**Passage shown:**
In a cost-effective manner, the main aim of EM-home detention was to increase the possibility of successful rehabilitation and/or reintegration for low-risk offenders (Parliamentary Library Research Service, 2011). As such the programme specified ‘a strong emphasis on case management as opposed to simply compliance management’ (Melbourne Centre for Criminological Research and Evaluation for the Corrections Victoria, 2006). In practice this meant that offenders under the guidance of their supervising officers established individualistic rehabilitative goals and received consistent assistance and supervision to achieve them.

A problem with numbers

The Melbourne Centre for Criminological Research and Evaluation externally evaluated the first year of EM-home detention's operation, concluding it was a success. Technical violations and recidivism rates were low, there was no evidence of significant risk to offenders’ co-residing family members, and for every $1 spent on the programme a cost-benefit return was $1.80. On this basis, EM-home detention became a permanent part of the Victorian sentencing continuum. Nevertheless, the evaluation also indicated that there were lower than anticipated numbers of offenders sentenced onto the programme; in particular for front-end diversions. Increasing offender numbers was considered to be pertinent in order to further reduce programme cost and the prison population (ibid). However, the number of offenders on home detention never substantially increased – from 2004 until 2010 a total of 229 offenders were placed onto it (Smith and Gibbs, 2013).

**Material provided:**
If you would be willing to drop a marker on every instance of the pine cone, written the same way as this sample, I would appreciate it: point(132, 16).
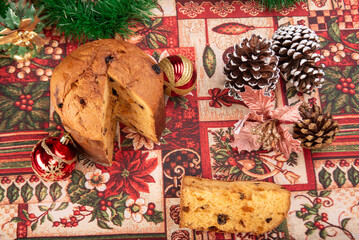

**Request:** Carry the passage on Victoria's electronic home detention program forward from the point where it stops. The lines above come from a different source than the passage on home detention.

**Answer for the task:**
Offender numbers did not become optimal on EM-home detention mainly because the stakeholders viewed the programme's operation to be problematic. This was evident in two inquiries that were conducted to explore the reasons behind the inadequate offender numbers on front-end home detention. First, in 2005, interviews with magistrates showed that they generally disagreed with the legislative equating of a term of imprisonment to a term of home detention. They were also critical of home detention programme's strict eligibility criteria. Lastly, magistrates reported being uncertain about ‘right kind of cases’ for the programme (Melbourne Centre for Criminological Research and Evaluation for the Corrections Victoria, 2006). Second, similar findings emerged in 2007 on the basis of interviews with 25 people representing Victim Support Groups, Victoria Police, Judiciary and the Legal Profession. The stakeholders agreed that home detention was not equivalent to a term of imprisonment, and that alternatively it should be a sentence in its own right on the sentencing hierarchy (Parliamentary Library Research Service, 2011).

In order to appease the stakeholders and increase the number of offenders sentenced to EM-home detention, policy makers in Victoria legislatively modified the programme in 2010. It became a sentence in its own right. This change of the law amended the original purpose of Victoria's EM-home detention programme as it ceased operating as an alternative to imprisonment. No other Australian state had succumbed to this type of stakeholders’ pressure. Policy makers probably caved into the pressure because it was election year and the pre-election polls were showing an enormous popularity for the (then) opposition's ‘get tough on crime agenda’ that encompassed the abolition of the EM-home detention programme (ibid). So, the (then) Labour government attempted to retain power by also appearing ‘tough on crime,’ – they were not, however, successful in achieving this.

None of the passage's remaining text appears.